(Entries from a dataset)
----------------

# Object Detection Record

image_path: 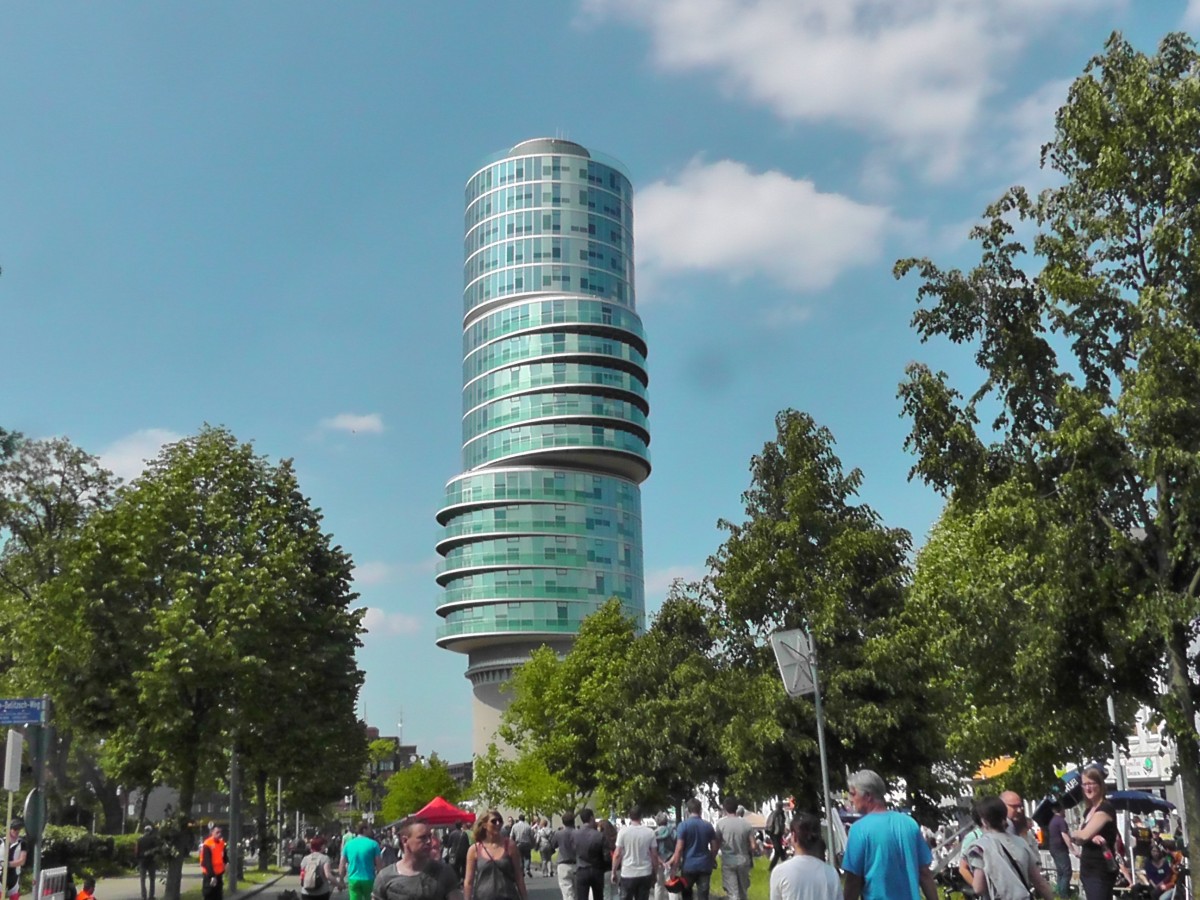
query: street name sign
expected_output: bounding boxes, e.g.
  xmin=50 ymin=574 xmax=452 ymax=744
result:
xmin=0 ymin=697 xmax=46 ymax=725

----------------

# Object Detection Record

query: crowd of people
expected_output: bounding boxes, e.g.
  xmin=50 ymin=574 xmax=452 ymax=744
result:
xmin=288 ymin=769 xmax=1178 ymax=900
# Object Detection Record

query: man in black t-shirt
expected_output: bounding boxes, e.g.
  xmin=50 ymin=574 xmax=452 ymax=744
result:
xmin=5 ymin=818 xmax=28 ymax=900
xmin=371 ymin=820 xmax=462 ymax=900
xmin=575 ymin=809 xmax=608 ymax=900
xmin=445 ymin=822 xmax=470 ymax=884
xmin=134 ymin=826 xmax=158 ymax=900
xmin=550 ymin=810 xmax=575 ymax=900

----------------

Instruction. Identify each line in the records above that contains the string "xmin". Copy every such line in full.

Exercise response.
  xmin=50 ymin=574 xmax=452 ymax=744
xmin=0 ymin=697 xmax=46 ymax=725
  xmin=50 ymin=574 xmax=452 ymax=744
xmin=288 ymin=769 xmax=1178 ymax=900
  xmin=50 ymin=574 xmax=452 ymax=744
xmin=5 ymin=818 xmax=28 ymax=900
xmin=371 ymin=820 xmax=462 ymax=900
xmin=575 ymin=809 xmax=608 ymax=900
xmin=445 ymin=822 xmax=470 ymax=884
xmin=134 ymin=826 xmax=158 ymax=900
xmin=550 ymin=810 xmax=575 ymax=900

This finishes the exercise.